> PROBLEM STATEMENT: Return every row below word for word, but leave the pictures out of your answer.

====

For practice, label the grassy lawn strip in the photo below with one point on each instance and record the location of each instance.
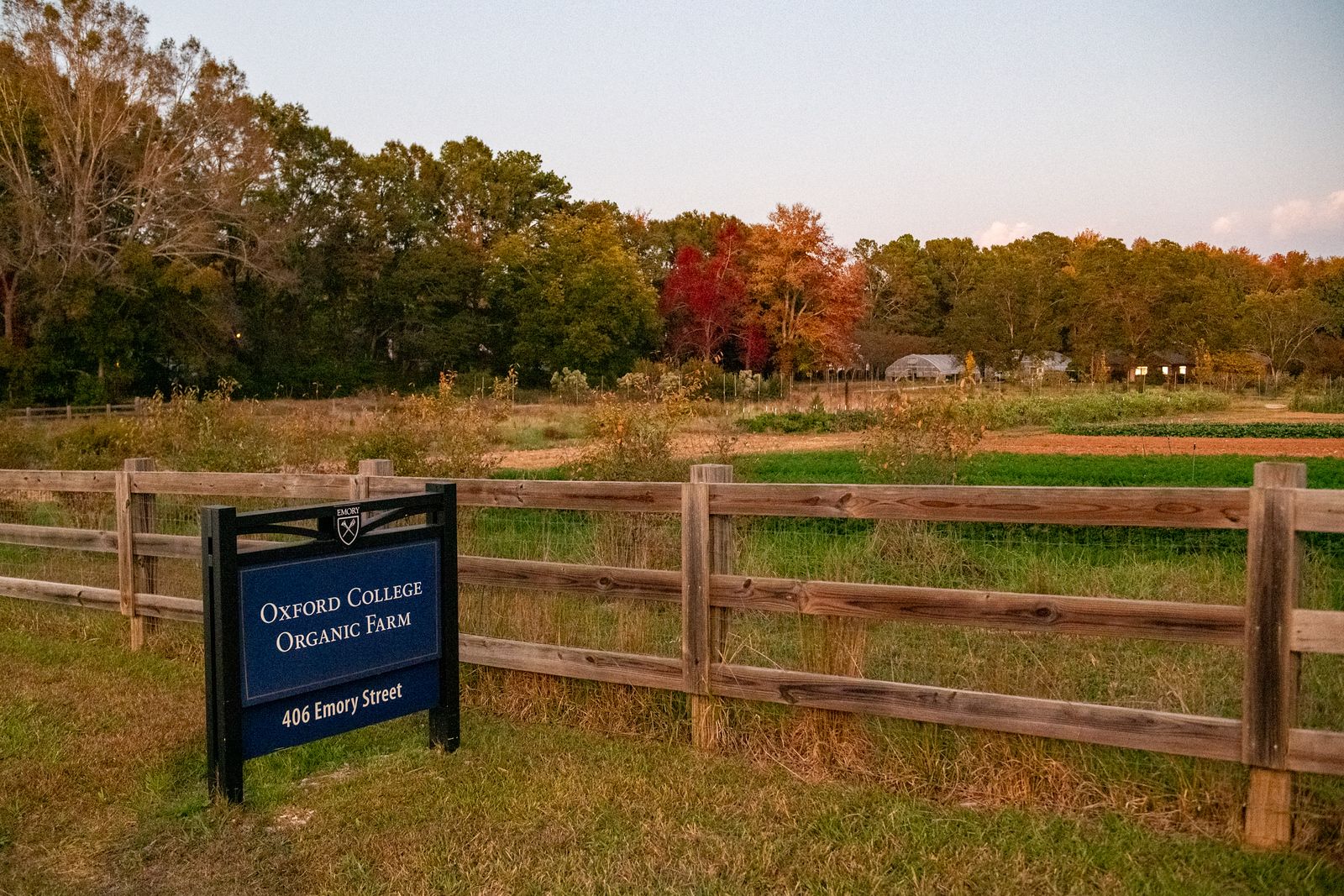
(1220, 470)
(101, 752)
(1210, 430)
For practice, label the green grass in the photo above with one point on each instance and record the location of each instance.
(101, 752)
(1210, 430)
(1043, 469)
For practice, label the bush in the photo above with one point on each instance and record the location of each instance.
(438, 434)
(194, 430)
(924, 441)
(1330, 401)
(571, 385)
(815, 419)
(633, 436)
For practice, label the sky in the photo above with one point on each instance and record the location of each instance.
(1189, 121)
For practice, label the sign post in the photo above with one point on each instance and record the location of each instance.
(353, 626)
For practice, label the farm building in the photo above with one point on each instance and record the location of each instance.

====

> EXERCISE OUTPUT:
For practice, label the grassy lawn strip in the photo below with one point on each instance and record the location of each instance.
(1220, 470)
(101, 752)
(1210, 430)
For practice, label the green grass in the photo above with one point on each instance and record the location of each instance.
(101, 752)
(1210, 430)
(1043, 469)
For practice, label the bush in the photo above with one point on each instance and record the location of each instance.
(438, 434)
(194, 430)
(924, 441)
(1330, 401)
(571, 385)
(815, 419)
(633, 436)
For practice, label the sky in the photo above with one point on each instance and record the location of each instance.
(1189, 121)
For practice, label the sign post in the photo above with one point on each instance and record the location of each instance.
(353, 626)
For practice, label the farm building in the photo above with one point on each instance and record the location of each instance.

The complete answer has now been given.